Lines from the one with "books in the photo above." through the end of the listing below should be set down exactly, with no other line included.
(Excerpted records Opens)
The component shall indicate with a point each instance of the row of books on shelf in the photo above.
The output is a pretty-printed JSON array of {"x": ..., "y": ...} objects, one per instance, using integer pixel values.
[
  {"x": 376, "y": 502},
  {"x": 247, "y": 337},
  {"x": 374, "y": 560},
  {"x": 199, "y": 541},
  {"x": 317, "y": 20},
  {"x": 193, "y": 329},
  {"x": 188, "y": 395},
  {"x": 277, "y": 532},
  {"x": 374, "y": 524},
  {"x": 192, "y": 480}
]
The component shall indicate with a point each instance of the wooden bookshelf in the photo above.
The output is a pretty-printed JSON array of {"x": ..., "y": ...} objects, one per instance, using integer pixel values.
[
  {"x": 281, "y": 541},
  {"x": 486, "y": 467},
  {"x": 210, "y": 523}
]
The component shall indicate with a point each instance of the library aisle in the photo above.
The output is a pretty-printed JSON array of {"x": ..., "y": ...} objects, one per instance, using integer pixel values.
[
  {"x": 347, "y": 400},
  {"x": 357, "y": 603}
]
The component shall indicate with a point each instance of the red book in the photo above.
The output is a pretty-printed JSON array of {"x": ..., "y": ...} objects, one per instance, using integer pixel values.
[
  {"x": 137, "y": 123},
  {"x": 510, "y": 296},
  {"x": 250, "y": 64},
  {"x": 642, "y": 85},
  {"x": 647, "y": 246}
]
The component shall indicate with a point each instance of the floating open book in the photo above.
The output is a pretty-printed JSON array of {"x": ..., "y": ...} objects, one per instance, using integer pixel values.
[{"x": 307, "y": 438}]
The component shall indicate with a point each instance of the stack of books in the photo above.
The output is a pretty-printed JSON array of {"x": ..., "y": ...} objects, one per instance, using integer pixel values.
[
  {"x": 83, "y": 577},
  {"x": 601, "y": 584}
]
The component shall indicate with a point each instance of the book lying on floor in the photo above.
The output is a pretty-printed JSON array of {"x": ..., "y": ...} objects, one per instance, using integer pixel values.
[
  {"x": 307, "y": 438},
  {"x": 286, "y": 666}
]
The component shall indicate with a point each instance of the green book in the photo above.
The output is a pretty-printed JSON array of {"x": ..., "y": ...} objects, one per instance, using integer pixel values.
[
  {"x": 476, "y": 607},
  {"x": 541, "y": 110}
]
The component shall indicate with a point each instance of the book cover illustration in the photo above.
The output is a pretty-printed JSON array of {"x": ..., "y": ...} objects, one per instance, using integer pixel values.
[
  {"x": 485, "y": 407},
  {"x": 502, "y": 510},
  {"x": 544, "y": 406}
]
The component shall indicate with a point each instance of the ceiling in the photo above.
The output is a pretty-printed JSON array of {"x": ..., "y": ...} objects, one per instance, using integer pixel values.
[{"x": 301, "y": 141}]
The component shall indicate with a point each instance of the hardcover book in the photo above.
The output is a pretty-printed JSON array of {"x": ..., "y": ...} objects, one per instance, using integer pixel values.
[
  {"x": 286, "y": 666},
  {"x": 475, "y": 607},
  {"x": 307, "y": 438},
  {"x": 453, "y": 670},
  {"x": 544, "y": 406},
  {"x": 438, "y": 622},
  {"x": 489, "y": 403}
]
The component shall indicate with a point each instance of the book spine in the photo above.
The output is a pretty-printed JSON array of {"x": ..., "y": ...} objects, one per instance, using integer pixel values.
(Excerpted records Closes)
§ The answer:
The component shall indicate with a point each instance of the stack of books in the photo above.
The output is a pretty-printed JSON array of {"x": ..., "y": ...} objects, one per instance, using integer pixel values.
[
  {"x": 83, "y": 577},
  {"x": 601, "y": 584}
]
The component shall indicate with a point each instance of the book lying on floor in the photo above.
The output is a pretty-printed JSON array of {"x": ..., "y": ...} objects, one per instance, using integer pixel values.
[
  {"x": 307, "y": 438},
  {"x": 286, "y": 666}
]
The component shall indicate with a point each instance of the green book in the photo above.
The output is a pretty-printed JSON array of {"x": ..., "y": ...} objects, one per instance, using integer pixel values.
[
  {"x": 476, "y": 607},
  {"x": 541, "y": 110}
]
The component shall indicate with a point each instance of the book cover illustration in the photo above.
The output is a pretty-printed JSON array of {"x": ..., "y": ...} objects, one per instance, using integer pixel values.
[
  {"x": 485, "y": 407},
  {"x": 502, "y": 510},
  {"x": 544, "y": 406}
]
The component shall indicate with a point each instance of the ceiling in the photo above.
The output is a pretty-printed JSON array of {"x": ..., "y": ...} objects, one per instance, using integer pixel values.
[{"x": 301, "y": 141}]
The component shall indicate with a point each instance of the hardcover book in the photo above.
The output is a pretty-printed JSON array of {"x": ..., "y": ...} objects, one per instance, using integer pixel values.
[
  {"x": 286, "y": 666},
  {"x": 475, "y": 607},
  {"x": 307, "y": 438},
  {"x": 453, "y": 670},
  {"x": 544, "y": 406},
  {"x": 438, "y": 622},
  {"x": 489, "y": 403}
]
The component shall indicate with a point each instance of the book spine in the photo above.
The output is a pretty-printed JSON array of {"x": ..., "y": ...} objects, one per instance, using integer pixel values.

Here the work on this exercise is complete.